DATA UNDER STUDY: Begin

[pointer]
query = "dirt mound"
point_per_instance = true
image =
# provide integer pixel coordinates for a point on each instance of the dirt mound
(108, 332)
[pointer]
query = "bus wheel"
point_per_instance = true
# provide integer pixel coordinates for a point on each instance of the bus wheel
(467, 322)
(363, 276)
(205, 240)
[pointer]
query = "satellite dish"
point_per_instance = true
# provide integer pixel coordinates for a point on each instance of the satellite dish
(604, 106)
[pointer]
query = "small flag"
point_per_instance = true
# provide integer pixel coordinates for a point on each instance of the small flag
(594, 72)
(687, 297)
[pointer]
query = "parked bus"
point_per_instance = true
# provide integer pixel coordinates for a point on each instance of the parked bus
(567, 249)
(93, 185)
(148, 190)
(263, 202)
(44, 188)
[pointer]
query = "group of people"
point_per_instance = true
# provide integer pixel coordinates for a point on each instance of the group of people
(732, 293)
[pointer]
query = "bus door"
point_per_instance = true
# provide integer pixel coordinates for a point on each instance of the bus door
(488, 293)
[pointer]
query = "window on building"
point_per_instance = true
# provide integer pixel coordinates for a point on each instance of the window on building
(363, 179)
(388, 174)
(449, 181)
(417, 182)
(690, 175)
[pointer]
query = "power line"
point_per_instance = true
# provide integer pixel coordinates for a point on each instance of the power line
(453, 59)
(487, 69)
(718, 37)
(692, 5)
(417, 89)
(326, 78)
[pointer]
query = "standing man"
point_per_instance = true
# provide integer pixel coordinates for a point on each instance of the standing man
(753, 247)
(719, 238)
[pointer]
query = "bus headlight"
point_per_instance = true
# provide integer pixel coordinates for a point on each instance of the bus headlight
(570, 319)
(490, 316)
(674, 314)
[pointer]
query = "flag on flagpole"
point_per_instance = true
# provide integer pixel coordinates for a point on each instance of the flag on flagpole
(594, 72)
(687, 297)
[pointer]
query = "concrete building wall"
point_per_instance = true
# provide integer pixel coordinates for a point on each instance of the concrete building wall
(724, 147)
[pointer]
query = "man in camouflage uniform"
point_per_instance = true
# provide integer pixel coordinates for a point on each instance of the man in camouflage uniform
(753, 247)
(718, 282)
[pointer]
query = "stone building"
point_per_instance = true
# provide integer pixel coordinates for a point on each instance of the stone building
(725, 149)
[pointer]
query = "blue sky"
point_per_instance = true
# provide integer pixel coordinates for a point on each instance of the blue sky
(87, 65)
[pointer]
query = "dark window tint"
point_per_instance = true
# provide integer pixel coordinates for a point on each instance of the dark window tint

DATA UNDER STUDY: End

### YOUR INSTRUCTIONS
Please repeat each entry exactly as written.

### EXERCISE ANSWER
[pointer]
query = "dirt mound"
point_per_instance = true
image =
# provide integer pixel coordinates for a point on each instance of the dirt mound
(108, 332)
[pointer]
query = "bus wheel"
point_per_instance = true
# provide integer pixel coordinates for a point on each instance of the bus wheel
(467, 322)
(363, 276)
(205, 240)
[pointer]
query = "satellite dish"
point_per_instance = true
# provide integer pixel coordinates for a point on each instance of the satellite dish
(604, 106)
[pointer]
query = "small flag"
point_per_instance = true
# provide integer pixel coordinates for a point on each instance of the small flag
(594, 72)
(687, 297)
[pointer]
query = "parked bus"
point_per_instance = true
# provide integer pixel coordinates for a point on each instance of the parked bus
(567, 249)
(93, 185)
(148, 190)
(263, 202)
(44, 188)
[pointer]
query = "group of people"
point_per_instance = true
# provide integer pixel coordinates for a point on each instance of the group of people
(732, 293)
[pointer]
query = "bus door"
point_per_instance = true
# provide integer pixel coordinates for a point on each instance of the bus door
(488, 293)
[pointer]
query = "window on building"
point_per_instance = true
# provide integer pixel coordinates for a point on each instance of the window on building
(363, 179)
(388, 174)
(449, 181)
(417, 182)
(690, 175)
[pointer]
query = "power line"
point_per_instance = true
# provide integer pixel coordinates for a point on each instance of the power line
(453, 59)
(487, 69)
(718, 37)
(692, 5)
(417, 89)
(326, 78)
[pointer]
query = "standing man"
point_per_instance = true
# provide integer pixel coordinates for a point on each instance of the standing man
(753, 247)
(719, 238)
[pointer]
query = "bus headlight"
point_per_instance = true
# provide integer pixel coordinates for a point on each instance of the bus headlight
(570, 319)
(490, 316)
(674, 314)
[pointer]
query = "flag on flagpole"
point_per_instance = true
# provide integer pixel coordinates for a point on each instance of the flag on flagpole
(594, 72)
(687, 297)
[pointer]
query = "concrete building wall"
point_per_instance = true
# provide integer pixel coordinates for a point on each instance of the concrete building wall
(724, 147)
[pointer]
query = "man in camouflage uniform"
point_per_instance = true
# provide integer pixel coordinates for a point on each instance of the man in camouflage uniform
(753, 247)
(718, 282)
[pointer]
query = "stone building"
point_per_instance = true
# provide integer pixel coordinates for a point on each instance of the stone building
(725, 149)
[pointer]
query = "blue sky"
point_per_instance = true
# provide integer pixel coordinates for a point on each instance of the blue sky
(87, 65)
[pointer]
query = "dark window tint"
point_per_instance = true
# provide integer pixel coordinates for a point on each instance of the dark window tint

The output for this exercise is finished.